Entries from a point annotation set
------------------------------------------------------------

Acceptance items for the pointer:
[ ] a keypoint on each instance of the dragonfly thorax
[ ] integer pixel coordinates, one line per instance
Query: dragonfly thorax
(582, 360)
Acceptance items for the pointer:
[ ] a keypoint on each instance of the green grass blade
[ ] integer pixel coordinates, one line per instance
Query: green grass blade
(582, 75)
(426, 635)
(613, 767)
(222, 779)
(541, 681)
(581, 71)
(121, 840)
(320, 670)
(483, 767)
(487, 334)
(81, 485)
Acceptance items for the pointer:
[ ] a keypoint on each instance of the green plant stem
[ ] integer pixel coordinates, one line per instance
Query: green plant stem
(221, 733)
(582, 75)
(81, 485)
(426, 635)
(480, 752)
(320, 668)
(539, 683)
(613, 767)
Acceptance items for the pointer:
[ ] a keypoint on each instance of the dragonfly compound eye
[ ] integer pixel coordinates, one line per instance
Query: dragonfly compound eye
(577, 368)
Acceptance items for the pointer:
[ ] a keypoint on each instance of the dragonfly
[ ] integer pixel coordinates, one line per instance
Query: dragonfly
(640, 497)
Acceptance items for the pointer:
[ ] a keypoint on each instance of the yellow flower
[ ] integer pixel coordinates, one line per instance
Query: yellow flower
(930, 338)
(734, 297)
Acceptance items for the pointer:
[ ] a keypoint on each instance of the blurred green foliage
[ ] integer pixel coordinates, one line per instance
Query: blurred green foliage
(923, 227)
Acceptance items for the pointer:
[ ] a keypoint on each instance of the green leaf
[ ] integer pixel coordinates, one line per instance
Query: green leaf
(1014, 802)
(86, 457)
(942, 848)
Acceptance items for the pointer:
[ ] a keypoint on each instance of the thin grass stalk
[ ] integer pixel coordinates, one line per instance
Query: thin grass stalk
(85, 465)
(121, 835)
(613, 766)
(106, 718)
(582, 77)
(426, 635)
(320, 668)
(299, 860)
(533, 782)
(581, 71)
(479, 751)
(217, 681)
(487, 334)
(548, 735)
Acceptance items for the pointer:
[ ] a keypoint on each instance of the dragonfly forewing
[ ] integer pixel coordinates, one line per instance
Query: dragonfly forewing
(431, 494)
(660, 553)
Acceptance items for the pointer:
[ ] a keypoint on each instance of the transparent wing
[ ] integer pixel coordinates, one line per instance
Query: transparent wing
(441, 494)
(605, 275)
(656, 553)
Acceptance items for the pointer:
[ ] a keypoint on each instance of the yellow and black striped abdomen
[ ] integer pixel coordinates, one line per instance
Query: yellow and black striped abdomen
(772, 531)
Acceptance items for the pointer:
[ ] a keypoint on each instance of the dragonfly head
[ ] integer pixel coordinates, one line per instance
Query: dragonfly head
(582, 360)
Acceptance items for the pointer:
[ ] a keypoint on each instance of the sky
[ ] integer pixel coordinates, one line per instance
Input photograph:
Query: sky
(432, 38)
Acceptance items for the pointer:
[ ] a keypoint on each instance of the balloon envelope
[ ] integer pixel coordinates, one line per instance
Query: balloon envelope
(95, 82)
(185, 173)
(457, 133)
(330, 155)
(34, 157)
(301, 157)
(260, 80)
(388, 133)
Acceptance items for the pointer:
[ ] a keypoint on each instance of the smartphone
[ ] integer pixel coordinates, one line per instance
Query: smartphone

------------------------------------------------------------

EXERCISE DESCRIPTION
Return the entries above exactly, each one complete.

RESULT OF THE TASK
Acceptance items for the pointer:
[ ] a keypoint on each instance of the dragonfly thorax
[ ] integer pixel coordinates, one line per instance
Query: dragonfly thorax
(582, 360)
Acceptance items for the pointer:
[ ] a keypoint on each instance of the green grass blade
[ ] integer pixel coordinates, one line per instance
Query: green grass blade
(582, 75)
(426, 635)
(613, 767)
(222, 779)
(541, 681)
(581, 71)
(121, 840)
(320, 670)
(483, 767)
(487, 334)
(81, 485)
Acceptance items for the pointer:
[ ] a keypoint on each instance of the green plant stem
[ ] integer pixel coordinates, one line per instance
Query: green plant stem
(221, 733)
(582, 75)
(81, 485)
(426, 635)
(480, 752)
(320, 668)
(539, 683)
(613, 767)
Acceptance items for the pointer:
[ ] a keypoint on each instance of the dragonfly compound eye
[ ] integer pixel coordinates, one line per instance
Query: dragonfly compound eye
(577, 368)
Acceptance items for the pointer:
[ ] a keypoint on each instance of the dragonfly
[ ] integer pixel coordinates, one line per instance
Query: dragonfly
(640, 497)
Acceptance items for the pointer:
[ ] a keypoint on each instance of the yellow flower
[ ] integer pixel coordinates, one line per instance
Query: yellow flower
(930, 338)
(734, 297)
Acceptance items for the pointer:
[ ] a keypoint on each instance of the blurred green foliage
[ ] integer pixel coordinates, one line per instance
Query: blurred green foliage
(923, 227)
Acceptance items for the pointer:
[ ] a keypoint on each instance of the green leaf
[ ] integer pixel coordinates, one line per instance
Query: green leaf
(1014, 802)
(86, 457)
(942, 848)
Acceptance items for the pointer:
[ ] a keypoint on each instance of the thin grass stalk
[ ] integer pixel coordinates, one line per instance
Query: thin grass stalk
(85, 465)
(121, 835)
(613, 766)
(106, 718)
(582, 77)
(426, 635)
(320, 668)
(299, 860)
(533, 782)
(581, 71)
(479, 751)
(217, 681)
(487, 334)
(548, 735)
Acceptance items for the pointer:
[ ] a keypoint on each instance of the dragonfly forewing
[ ] integer pixel coordinates, one line per instance
Query: dragonfly forewing
(431, 494)
(660, 553)
Acceptance items for the pointer:
[ ] a keypoint on each instance of the transparent wing
[ ] integer pixel coordinates, one line per instance
Query: transparent wing
(441, 494)
(605, 275)
(656, 553)
Acceptance items for the pointer:
[ ] a keypoint on each instance of the yellow and black striped abdomen
[ ] integer pixel coordinates, one line per instance
Query: yellow and black striped abdomen
(772, 531)
Acceptance items for the pointer:
[ ] a keypoint on each instance of the dragonfly head
[ ] integer pixel coordinates, one line per instance
Query: dragonfly head
(582, 360)
Acceptance items for the pointer:
[ ] a keypoint on each instance of the sky
[ ] integer pixel coordinates, one line per instance
Input photograph:
Query: sky
(432, 38)
Acceptance items for the pointer:
[ ] a keypoint on each instance of the balloon envelope
[ ] integer pixel coordinates, one line per instance
Query: balloon envelope
(95, 82)
(185, 173)
(457, 133)
(330, 155)
(34, 157)
(301, 157)
(260, 80)
(388, 133)
Acceptance items for the pointer:
[ ] a keypoint on each instance of the smartphone
[ ] integer pixel coordinates, one line per instance
Query: smartphone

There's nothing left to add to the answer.